Provided text
○ ○ ○ ○ ○

FEATURE | Posted Aug. 14, 2013

45 Bing cherries a day may keep the doctor away

Small, in-depth study finds levels for nine biomarkers of inflammation improved

Eating cherries improved the following biomarker levels in circulating blood:

27.9% anti-inflammatory protein IL-1Ra
29%  EN-RAGE, a protein associated with blood vessel abnormalities in diabetes
20.3% ferritin, a protein that controls blood iron levels
20.1%  C-reactive protein
19.9%   plasminogen activator inhibitor-1 (PAI-1), a blood clot preventer
14.4%  tumor necrosis factor alpha (TNFa)
13.2% epidermal growth factor (EGF)
13.7% endothelin-1 (ET-1), a potent vasoconstrictor
8.1%   interleukin-19 or IL-18

Researchers used targeted proteomic arrays to measure changes in 89 known markers for inflammation, immune status, cardiovascular disease, blood clotting and liver and kidney function. © iStockphoto.

Adding 45 sweet Bing cherries to the diet each day has been shown to lower levels of a variety of indicators for chronic inflammatory diseases such as arthritis, high blood pressure, diabetes and cardiovascular disease, a small, in-depth study by researchers at UC Davis School of Medicine has found.

○ ○ ○ ○ ○

Stored records
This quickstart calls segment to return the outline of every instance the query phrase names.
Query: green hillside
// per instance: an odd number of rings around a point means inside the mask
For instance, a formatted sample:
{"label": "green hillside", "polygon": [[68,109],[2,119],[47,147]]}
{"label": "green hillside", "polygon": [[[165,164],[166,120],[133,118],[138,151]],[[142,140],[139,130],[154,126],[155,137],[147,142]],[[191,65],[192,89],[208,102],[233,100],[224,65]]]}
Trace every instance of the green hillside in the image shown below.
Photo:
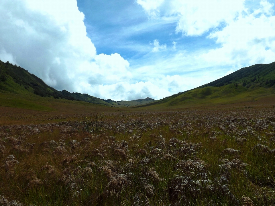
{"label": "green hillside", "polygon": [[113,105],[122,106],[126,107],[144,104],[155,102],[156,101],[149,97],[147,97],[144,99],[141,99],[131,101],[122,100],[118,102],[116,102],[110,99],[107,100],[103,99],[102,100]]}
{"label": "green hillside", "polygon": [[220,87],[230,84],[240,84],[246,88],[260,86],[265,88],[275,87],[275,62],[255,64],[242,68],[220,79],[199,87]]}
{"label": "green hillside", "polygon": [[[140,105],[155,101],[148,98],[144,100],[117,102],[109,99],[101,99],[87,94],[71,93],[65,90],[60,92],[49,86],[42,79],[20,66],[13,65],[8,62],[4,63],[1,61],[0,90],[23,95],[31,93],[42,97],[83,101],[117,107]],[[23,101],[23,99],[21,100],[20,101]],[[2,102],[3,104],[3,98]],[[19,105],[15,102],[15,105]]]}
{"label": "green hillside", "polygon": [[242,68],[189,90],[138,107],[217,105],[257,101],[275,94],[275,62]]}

○ ○ ○ ○ ○

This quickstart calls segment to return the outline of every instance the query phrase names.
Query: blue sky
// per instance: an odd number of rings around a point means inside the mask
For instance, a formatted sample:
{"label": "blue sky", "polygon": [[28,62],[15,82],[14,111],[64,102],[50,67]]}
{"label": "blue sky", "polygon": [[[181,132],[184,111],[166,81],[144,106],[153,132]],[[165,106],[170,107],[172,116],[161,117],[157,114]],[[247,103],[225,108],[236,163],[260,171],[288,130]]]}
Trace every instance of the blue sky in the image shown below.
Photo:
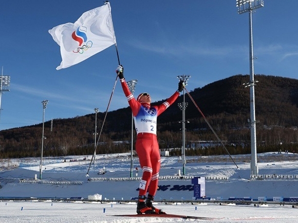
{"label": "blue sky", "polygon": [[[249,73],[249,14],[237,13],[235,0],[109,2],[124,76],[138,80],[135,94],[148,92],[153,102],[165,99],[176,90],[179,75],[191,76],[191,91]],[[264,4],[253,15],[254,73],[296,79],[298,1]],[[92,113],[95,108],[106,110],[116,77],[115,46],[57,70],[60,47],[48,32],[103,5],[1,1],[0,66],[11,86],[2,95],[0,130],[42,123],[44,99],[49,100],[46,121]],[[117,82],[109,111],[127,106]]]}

○ ○ ○ ○ ○

Instructions
[A] According to the cherry study article, how many known markers did the researchers measure with targeted proteomic arrays?
[B] Pick up the article on the Bing cherry study where it stops and continue it.

Response list
[A] 89 markers

[B]
The researchers found that cherry consumption selectively improved circulating blood levels for nine biomarkers of inflammatory disease. The work suggests that cherries  may be an important addition to the diet to improve health, especially for individuals at risk for inflammatory diseases.

Researchers have increasingly linked chronic inflammation — the body’s immune response to injury, infection and other harmful stimuli that damage cells — to some of the most common diseases of aging. They also have associated reduced levels of certain biomarkers with reduced severity of symptoms.

Elevated C-reactive protein, for example, is a known risk factor for cardiovascular disease, diabetes and metabolic syndrome, and the potent vasoconstrictor endothelin-1 (ET-1) has known proliferative, profibrotic and proinflammatory properties that may contribute to many facets of diabetic vascular disease. Studies conducted in rats also have associated reduced C-reactive protein and tumor necrosis factor-alpha (TNFa) levels and increased interleukin-1 receptor antagonist (IL-1RA) levels with a lessening of arthritis symptoms. In fact, TNFa drugs are now licensed for treating rheumatoid arthritis and inflammatory bowel disease.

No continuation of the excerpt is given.